▶ The problem
Turn the data below, from its first line up to and including the line that contains "271], [35, 485]]", into a JSON list of strings with one string per line, skipping blank lines. Leave the pictures out.

▶ Input material

============

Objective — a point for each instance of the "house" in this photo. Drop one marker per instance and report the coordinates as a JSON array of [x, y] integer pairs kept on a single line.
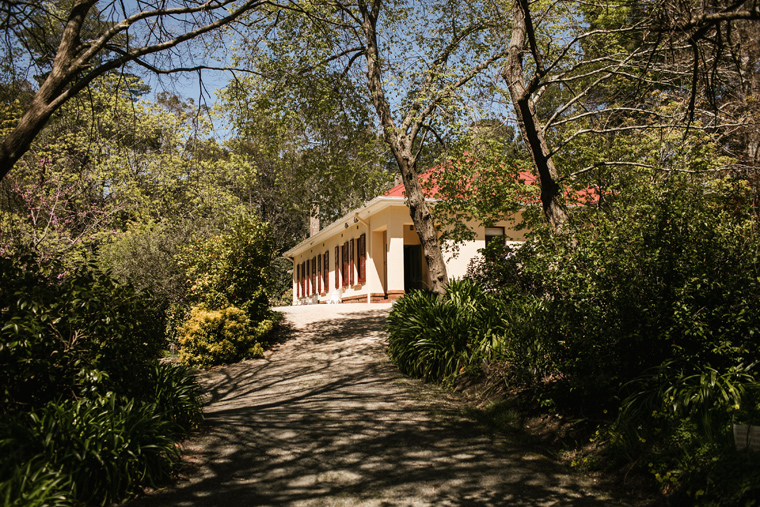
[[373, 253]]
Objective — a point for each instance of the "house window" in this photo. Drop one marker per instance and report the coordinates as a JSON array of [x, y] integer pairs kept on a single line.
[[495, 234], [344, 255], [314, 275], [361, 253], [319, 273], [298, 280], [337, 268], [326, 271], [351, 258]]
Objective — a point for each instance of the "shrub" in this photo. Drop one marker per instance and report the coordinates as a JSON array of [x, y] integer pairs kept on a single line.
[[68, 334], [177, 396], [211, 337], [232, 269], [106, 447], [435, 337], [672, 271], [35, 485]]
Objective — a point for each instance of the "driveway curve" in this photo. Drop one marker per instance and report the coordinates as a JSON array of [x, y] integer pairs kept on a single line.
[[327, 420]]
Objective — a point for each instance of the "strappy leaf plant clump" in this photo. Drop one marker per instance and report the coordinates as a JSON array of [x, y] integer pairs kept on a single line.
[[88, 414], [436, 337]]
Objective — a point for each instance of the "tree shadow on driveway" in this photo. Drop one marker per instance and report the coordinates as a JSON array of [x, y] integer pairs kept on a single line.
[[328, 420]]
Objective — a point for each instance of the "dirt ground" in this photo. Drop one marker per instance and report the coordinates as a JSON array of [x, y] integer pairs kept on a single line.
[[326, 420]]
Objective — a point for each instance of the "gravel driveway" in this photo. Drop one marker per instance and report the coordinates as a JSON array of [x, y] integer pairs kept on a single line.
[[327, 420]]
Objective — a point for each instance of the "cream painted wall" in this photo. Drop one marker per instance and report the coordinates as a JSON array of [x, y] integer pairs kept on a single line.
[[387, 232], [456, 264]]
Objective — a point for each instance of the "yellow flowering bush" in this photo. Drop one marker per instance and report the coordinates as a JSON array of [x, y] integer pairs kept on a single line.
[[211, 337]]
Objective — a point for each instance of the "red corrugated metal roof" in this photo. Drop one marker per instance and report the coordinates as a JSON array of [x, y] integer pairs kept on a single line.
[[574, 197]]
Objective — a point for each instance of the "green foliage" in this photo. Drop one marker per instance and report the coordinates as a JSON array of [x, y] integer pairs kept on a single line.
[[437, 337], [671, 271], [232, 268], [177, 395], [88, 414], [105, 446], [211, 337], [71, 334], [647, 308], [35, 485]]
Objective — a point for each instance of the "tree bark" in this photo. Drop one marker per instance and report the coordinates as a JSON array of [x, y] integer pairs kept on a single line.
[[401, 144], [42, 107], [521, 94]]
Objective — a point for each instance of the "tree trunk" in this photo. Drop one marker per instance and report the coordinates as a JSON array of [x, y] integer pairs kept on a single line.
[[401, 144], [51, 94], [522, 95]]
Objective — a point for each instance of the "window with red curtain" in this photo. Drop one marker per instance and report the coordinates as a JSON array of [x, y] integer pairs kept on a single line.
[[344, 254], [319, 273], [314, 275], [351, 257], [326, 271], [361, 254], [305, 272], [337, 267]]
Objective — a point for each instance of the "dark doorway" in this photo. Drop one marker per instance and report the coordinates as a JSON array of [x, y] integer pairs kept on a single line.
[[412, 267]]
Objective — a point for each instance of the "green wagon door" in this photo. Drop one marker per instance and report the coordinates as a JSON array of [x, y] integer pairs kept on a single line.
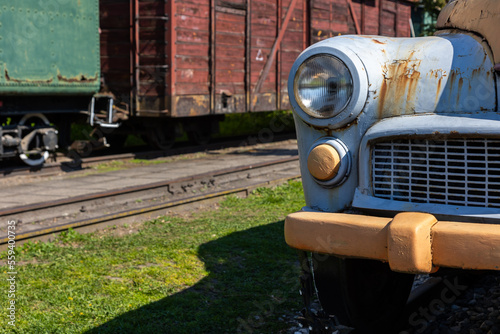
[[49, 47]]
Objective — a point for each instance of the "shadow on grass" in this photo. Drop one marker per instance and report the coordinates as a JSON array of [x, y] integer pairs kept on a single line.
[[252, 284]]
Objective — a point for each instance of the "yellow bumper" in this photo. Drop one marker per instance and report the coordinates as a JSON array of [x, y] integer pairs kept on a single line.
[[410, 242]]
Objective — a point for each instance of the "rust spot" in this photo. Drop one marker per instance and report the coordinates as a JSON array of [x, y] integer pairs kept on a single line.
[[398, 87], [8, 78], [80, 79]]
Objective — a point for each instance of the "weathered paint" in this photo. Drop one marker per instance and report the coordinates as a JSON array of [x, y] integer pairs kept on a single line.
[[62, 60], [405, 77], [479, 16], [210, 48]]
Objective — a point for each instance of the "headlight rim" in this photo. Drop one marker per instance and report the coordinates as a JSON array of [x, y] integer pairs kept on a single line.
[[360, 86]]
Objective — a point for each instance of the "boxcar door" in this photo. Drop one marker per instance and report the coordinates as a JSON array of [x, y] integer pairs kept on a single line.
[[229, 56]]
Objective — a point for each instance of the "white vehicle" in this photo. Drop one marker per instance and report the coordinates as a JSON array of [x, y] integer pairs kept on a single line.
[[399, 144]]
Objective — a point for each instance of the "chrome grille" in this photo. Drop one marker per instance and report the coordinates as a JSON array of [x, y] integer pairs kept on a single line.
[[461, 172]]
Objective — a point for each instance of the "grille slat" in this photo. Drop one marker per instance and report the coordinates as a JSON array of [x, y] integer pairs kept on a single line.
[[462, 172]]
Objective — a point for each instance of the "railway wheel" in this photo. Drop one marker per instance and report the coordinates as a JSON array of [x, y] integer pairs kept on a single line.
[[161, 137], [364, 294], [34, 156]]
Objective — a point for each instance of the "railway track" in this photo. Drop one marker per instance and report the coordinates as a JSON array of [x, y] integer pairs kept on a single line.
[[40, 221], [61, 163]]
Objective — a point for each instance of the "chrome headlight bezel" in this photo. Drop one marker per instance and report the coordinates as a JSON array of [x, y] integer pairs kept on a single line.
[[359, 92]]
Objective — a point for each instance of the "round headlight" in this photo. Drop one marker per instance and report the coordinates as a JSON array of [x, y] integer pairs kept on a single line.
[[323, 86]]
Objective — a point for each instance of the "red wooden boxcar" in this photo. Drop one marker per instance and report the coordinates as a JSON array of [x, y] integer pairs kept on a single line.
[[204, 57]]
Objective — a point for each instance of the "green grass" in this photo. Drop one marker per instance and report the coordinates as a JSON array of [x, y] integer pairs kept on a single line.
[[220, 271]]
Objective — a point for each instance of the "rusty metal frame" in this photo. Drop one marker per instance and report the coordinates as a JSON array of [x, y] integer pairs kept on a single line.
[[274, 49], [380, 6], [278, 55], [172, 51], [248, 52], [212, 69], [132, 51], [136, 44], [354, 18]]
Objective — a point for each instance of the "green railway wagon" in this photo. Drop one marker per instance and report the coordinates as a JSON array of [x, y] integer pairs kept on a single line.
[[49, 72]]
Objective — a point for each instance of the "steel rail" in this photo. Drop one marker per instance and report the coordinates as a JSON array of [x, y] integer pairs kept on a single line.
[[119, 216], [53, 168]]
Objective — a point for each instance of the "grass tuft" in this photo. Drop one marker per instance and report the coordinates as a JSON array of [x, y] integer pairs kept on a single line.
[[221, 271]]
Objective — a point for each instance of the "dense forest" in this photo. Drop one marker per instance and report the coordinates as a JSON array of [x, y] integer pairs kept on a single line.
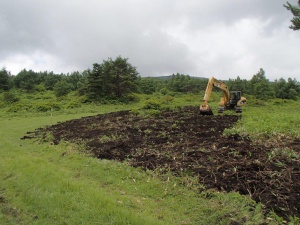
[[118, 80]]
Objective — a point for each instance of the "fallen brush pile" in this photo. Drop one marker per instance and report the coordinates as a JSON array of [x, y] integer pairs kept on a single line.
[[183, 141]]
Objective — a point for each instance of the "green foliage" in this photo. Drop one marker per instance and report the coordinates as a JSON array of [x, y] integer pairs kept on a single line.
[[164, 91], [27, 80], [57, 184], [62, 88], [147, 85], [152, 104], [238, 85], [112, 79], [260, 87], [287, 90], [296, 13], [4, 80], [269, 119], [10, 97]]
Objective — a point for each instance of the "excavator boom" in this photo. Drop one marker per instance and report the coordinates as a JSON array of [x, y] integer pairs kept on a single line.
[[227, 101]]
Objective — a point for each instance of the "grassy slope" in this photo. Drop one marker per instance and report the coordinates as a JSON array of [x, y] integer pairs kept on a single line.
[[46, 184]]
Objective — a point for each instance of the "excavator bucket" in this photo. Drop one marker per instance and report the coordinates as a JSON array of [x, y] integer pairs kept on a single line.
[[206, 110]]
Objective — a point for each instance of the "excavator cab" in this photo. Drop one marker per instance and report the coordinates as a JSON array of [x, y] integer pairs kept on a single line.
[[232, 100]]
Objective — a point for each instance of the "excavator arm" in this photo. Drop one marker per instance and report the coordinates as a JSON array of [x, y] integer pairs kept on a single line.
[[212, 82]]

============

▶ Solution to the exercise
[
  "Objective — a point for each instance of the \"house\" in this photo. Drop one marker per instance and report the coordinates as a JSON array of [x, y] integer pairs kept on a single line.",
  "[[373, 253]]",
  "Objective — a point for each instance of the \"house window\" in this photo. Drop one marker per instance and report the coordinates as a JSON array of [x, y] integer pairs kept on a single line.",
  "[[495, 234], [344, 255], [314, 275], [361, 253], [319, 273], [298, 280], [337, 268], [326, 271], [351, 258]]",
  "Objective — a point for each instance of the \"shrub\" in this photo. Drop one marker per instance and report the coordinates as a JSON array of [x, y] integer pairs kept on a single line.",
  "[[68, 334], [177, 396], [211, 337], [232, 269], [106, 447], [435, 337], [672, 271], [35, 485]]"
]